:: Work required ::
The records that follow are to be copied word for word. Pictures should be omitted.

BEGIN Material provided

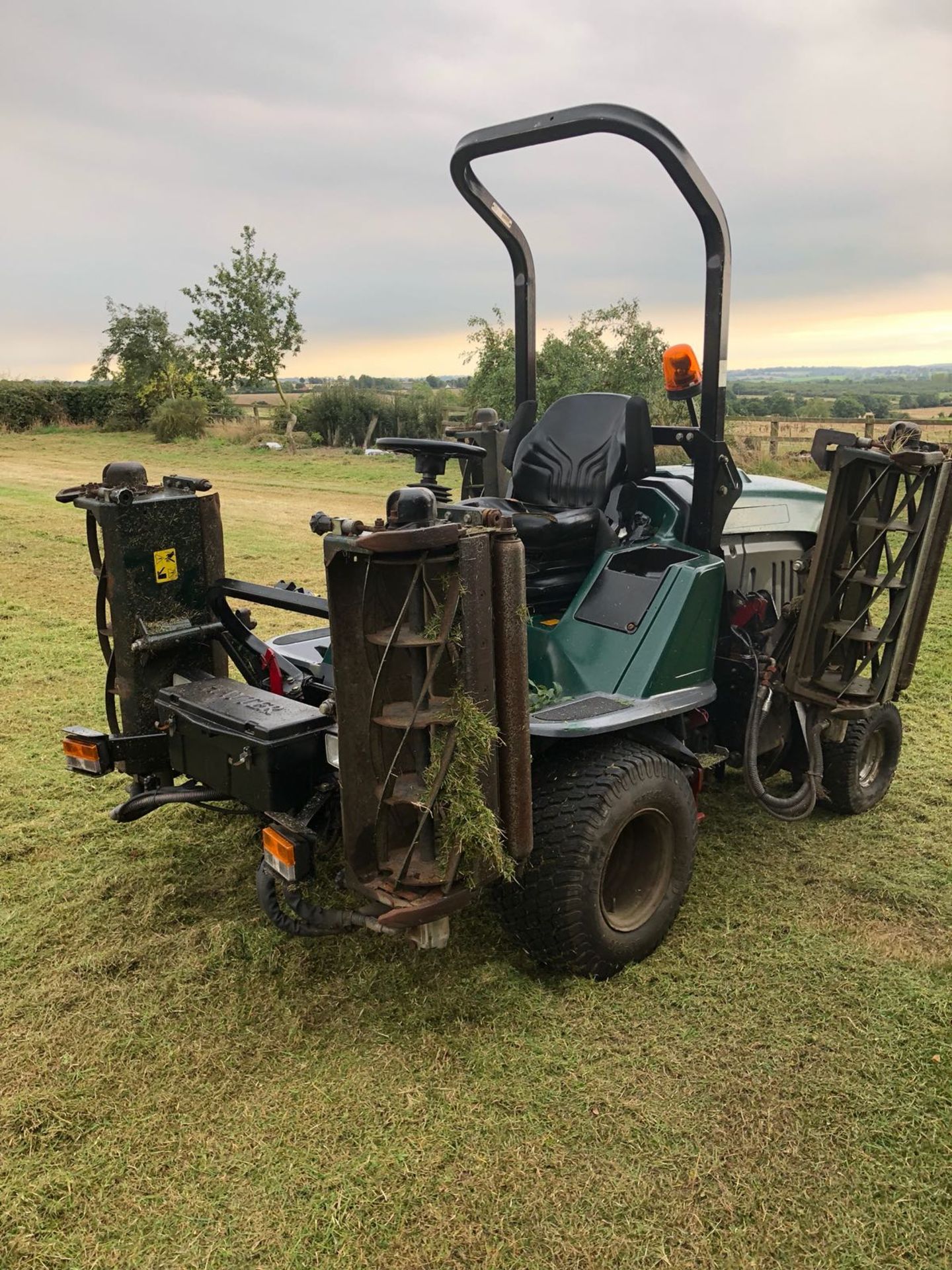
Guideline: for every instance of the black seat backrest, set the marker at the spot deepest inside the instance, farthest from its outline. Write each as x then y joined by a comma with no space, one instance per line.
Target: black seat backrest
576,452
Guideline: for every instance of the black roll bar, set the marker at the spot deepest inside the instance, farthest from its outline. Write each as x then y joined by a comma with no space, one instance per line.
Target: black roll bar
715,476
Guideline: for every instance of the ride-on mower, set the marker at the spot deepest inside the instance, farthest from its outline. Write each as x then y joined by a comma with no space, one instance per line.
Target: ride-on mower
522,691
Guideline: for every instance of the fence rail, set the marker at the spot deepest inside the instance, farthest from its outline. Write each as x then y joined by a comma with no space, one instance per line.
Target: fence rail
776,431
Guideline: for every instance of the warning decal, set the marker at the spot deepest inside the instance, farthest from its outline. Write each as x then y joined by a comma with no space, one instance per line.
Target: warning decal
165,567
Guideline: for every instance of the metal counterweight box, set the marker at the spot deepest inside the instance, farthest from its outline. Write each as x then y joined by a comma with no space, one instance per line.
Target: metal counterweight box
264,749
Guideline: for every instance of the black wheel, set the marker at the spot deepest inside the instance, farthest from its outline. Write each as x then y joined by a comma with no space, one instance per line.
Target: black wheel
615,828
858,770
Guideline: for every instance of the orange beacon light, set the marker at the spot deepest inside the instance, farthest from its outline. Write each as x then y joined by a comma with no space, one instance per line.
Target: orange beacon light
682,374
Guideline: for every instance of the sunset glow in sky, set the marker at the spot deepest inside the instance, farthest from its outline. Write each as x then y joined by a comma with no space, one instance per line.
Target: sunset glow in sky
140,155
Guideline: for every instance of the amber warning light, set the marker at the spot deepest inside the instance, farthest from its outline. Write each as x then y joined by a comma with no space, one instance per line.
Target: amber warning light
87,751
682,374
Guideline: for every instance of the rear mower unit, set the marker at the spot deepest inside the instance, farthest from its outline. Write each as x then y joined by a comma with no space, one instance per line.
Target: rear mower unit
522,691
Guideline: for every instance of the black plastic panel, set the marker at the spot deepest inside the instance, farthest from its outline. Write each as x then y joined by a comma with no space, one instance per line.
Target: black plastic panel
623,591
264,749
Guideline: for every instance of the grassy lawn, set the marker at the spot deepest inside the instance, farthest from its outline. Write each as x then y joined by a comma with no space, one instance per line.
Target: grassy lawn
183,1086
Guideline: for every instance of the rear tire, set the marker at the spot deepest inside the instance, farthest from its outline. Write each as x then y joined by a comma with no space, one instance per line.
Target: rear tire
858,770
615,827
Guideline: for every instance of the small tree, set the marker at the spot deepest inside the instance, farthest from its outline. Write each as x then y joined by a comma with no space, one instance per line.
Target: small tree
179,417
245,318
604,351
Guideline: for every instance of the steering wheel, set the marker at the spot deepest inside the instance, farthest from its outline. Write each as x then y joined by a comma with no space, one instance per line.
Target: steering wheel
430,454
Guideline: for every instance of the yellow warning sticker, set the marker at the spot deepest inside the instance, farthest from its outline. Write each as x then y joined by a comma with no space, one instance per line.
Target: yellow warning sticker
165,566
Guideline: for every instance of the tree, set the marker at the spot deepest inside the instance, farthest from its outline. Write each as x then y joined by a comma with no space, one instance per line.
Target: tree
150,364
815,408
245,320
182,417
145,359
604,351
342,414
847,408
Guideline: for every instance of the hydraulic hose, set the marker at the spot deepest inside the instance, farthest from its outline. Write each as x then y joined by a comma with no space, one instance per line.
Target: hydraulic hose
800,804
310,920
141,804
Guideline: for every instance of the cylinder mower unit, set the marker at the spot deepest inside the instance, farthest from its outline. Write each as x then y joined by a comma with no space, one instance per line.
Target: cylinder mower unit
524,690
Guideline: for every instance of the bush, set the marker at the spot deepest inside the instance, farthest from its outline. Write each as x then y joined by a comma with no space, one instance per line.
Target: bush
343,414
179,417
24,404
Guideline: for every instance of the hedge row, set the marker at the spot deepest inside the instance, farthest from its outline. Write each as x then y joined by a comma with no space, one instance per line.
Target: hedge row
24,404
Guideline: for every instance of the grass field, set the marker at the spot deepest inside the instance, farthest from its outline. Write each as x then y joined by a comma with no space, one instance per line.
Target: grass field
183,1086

END Material provided

:: Your response ::
Guideline: for every instance of the black seat backrest, set the marker at the spot deepest inside the instance, farthest from its outline. Write each as x then y joined by a comma with no space, one instance per line.
Target: black seat backrest
576,452
Guideline: for every instance of the black roll bar, set the marker at the spot deepest inside the instance, farthest from its outline. Write each as x then y joined by a comma with no space, one instance per line.
Target: black roll bar
715,476
Guideline: for every instance of the ride-on mower, set the marker at the spot deepest inside the instance, farthest from its outline. Write each as x then y joined by a comma with no space, one instance per line.
Target: ride-on mower
522,691
Guideline: for every instance of the fence rail, set the marker at the spot deepest inside the instance, farthest from its outline. Write each as x then y joined by a comma with no space, one instance per line.
Target: fence rail
776,431
Guideline: for every instance of the warning decal, set the marker at the spot deepest inside the instance, farthest from its outline. Write each as x then y joined by a comma with no space, one instance per line.
Target: warning decal
165,567
Guideline: for every instance of the metal counterweight box, set the marker at the spot deepest inside the instance, farthest from its outline. Write each as x then y joined by a comma with no space, one instance per line.
Target: metal counterweight box
264,749
Guideline: for every instance of the black wheel, set the marker at the spot deepest inside the instance, farthest from its outline. Write each as x then y joined by a comma with no space, one instance per line.
Target: black wheel
615,828
858,770
Guideline: for every instance of the orange beacon light, set the marker at the spot deepest inside the instance, farthest from its outline. Write each as x then y joined by a comma with no space, one instance per line.
Target: orange beacon light
682,374
Guideline: for every instance of the sunset glow in sky, set the marker at the spot deepest inside the instance, farthest from its outline. Write each as x then y joined by a comma with no space, one instance per line.
Target: sunset glow in sky
140,155
Guideline: for every instance of the amber warning light, set the marker at the spot deepest inside the instance, farthest from its outline. Write each as x then y joined by a comma with no space, one instance per line.
Target: amber warning light
87,751
682,374
Guideline: for every instance of the rear mower unit, set the marker at the spot deepest inside the instance, farthest from its outline. Write each as x then y joined by a comma with no space, one instance per line.
Target: rear mower unit
522,691
Guideline: for every instance of the black plastic panel, set the marker at the spot deepest inside the instance, farthest from its outline. Write each as x then y joined by a comma with no space, one instance per line.
Target: black plastic panel
623,591
264,749
Guideline: for every instance of the grassy lawn, set the marker at the spot deepest inside the instance, farthest from its outline. Write each as x then y joined by a comma with no space, one instance per line.
Target: grassy lawn
183,1086
Guideline: for every instance of the rear tire, set the marker at the spot deepest inside the instance, farthest from its outline. Write each as x then y joined by a comma with no space, one instance per line.
Target: rear tire
858,770
615,827
Guideline: for every instance of the small tree, set the marker at the spot deepest inside the instance, farthest from its outline. Write each as x then y joined by a comma with no space, one instance per line.
Target: small tree
179,417
245,318
604,351
Guideline: for every instance of the steering wheel, set the marker at the spot deepest inside the instance, farthest from its outline. Write each as x then y joined by a comma with no space, one instance per line.
Target: steering wheel
430,454
Guideline: for every instance of the yellow warning sticker, set the marker at the spot deepest inside the instance, farthest from its outline. Write each as x then y joined by a comma with no space, one instance per line.
Target: yellow warning sticker
165,566
Guideline: for every instance of the tree, set the marker at the spot deepest inside the instance, farthest from its outline. Write each as x then y joined by a comma with no space, one instance per line.
Target: tree
150,364
815,408
245,320
182,417
145,359
604,351
342,414
847,408
Guideline: for every instance of the hydraulic hose, set the marker at the spot deepest inside the instance, farthest from its outline. Write each as x then y joined by a comma with no space, one instance per line.
Target: hydraulic hose
800,804
310,920
141,804
Guideline: for every instance of the cylinder mower unit, set the marker at the spot deepest inside the instance, farthest from its outline. Write each as x then y joined by a comma with no space, one instance per line.
Target: cylinder mower unit
524,690
Guideline: for every instance of the bush, set the marker at the spot deepest inside the instance, farthest from its outline. Write each as x then y joined by a comma with no space, one instance per line.
Target: bush
343,414
179,417
24,404
Guideline: for every instance of the hedge row, set the marker at the spot deepest inside the instance, farthest from its outline. Write each as x then y joined by a comma with no space, one instance per line.
Target: hedge row
24,404
Guideline: for every instance of the grass field, set the marker at the spot deepest inside the instance, farthest from its outline. Write each as x then y joined by a comma with no space, one instance per line.
Target: grass field
183,1086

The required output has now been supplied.